▶ _Things to do_
**A.** From the passage on Hanoi and its Army Museum, transcribe the stretch from "Today's remote controlled" through "Hanoi that Christmas.".
**B.** According to the passage on Hanoi and its Army Museum, on what date did the last helicopter take off from the roof of the U.S. Embassy?
**C.** Resume the passage on Hanoi and its Army Museum, picking up after its final sentence.

▶ _Quoted passage_
□ □ □

Today's remote controlled wars, with drones guided from computer screens in Colorado, seem antiseptic by comparison -- for the pilots. Not so for those under the bombs. For people living in the ancient cities of Sana'a or Kunduz, the reality today is much as it was for people in Hanoi that Christmas.
I believe people also had another reason for urging me to go to the museum. Hanoi has long since been rebuilt. In the city and its environs Vietnam is on a building binge, and the impact of the war is no longer so visible. Children born during the Christmas bombing are celebrating their 43rd birthdays.
People walk through the Army Museum exhibit halls, mostly lined with photographs showing all the things they did during that war. Some show Central Committee meetings that made the decision to fight the Americans. Some show people in demonstrations, especially in the South, demanding that the foreigners leave. Some show the hard work of people in the north, sending food and soldiers south to drive them out. There are many portraits of people killed, or imprisoned in the infamous tiger cages, for fighting the U.S. and the South Vietnamese government it propped up until the last helicopter took off from the roof of the U.S. Embassy on May 1, 1975.

□ □ □

▶ _Referring expression pointing data_
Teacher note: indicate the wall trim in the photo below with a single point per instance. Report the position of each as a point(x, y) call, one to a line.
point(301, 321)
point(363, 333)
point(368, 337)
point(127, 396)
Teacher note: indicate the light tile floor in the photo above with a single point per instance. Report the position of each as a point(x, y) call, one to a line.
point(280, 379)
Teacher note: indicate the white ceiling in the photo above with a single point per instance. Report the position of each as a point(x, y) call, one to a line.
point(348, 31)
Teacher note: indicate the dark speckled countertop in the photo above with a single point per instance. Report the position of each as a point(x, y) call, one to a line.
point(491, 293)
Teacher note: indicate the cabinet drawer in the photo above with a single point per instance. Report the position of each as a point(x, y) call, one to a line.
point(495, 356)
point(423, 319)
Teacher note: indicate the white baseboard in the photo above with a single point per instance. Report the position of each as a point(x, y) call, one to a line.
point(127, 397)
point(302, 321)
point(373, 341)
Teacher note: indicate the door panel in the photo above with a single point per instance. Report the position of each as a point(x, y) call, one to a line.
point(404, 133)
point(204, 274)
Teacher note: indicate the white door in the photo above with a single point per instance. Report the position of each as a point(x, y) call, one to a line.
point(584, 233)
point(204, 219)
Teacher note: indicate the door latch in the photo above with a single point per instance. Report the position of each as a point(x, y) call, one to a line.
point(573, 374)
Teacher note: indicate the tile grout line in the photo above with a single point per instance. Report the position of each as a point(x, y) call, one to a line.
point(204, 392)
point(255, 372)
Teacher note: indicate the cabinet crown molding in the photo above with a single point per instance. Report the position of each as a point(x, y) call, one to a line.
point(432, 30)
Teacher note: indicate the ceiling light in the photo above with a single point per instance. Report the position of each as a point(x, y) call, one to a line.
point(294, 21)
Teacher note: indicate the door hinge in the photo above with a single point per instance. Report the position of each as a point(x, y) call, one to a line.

□ □ □

▶ _Answer list_
**A.**
Today's remote controlled wars, with drones guided from computer screens in Colorado, seem antiseptic by comparison -- for the pilots. Not so for those under the bombs. For people living in the ancient cities of Sana'a or Kunduz, the reality today is much as it was for people in Hanoi that Christmas.

**B.** May 1, 1975.

**C.**
But despite the bombing and the meticulous documentation of the war's terrible cost, I felt little hostility or bitterness in the people I met. In the end, they'd won. How could the war's planners back in Washington have thought it would turn out otherwise? The Vietnamese were no latecomers to insurrectionary organizing. They were hardly ignorant or apolitical countryfolk, although this was certainly the prevalent stereotype in Congress and the Pentagon.
The Army Museum is focused on the American war. But the half dozen other museums in Hanoi that also document Vietnam's revolutionary history make plain how long liberation took. Sophisticated political organizations took decades to mature and gain experience. By the time of the U.S. intervention, they'd been at it for many, many years. That experience finally brought about the U.S. defeat.
If anything, the Vietnamese official history on display in museums is even angrier with France than with the U.S. Long rooms and galleries of photographs show the nationalists and their first resistance to the French colonizers starting in 1858. It joined the rising revolutionary wave of the early 20th century, and crystallized in the launch of the Indochinese Communist Party in the 1930s.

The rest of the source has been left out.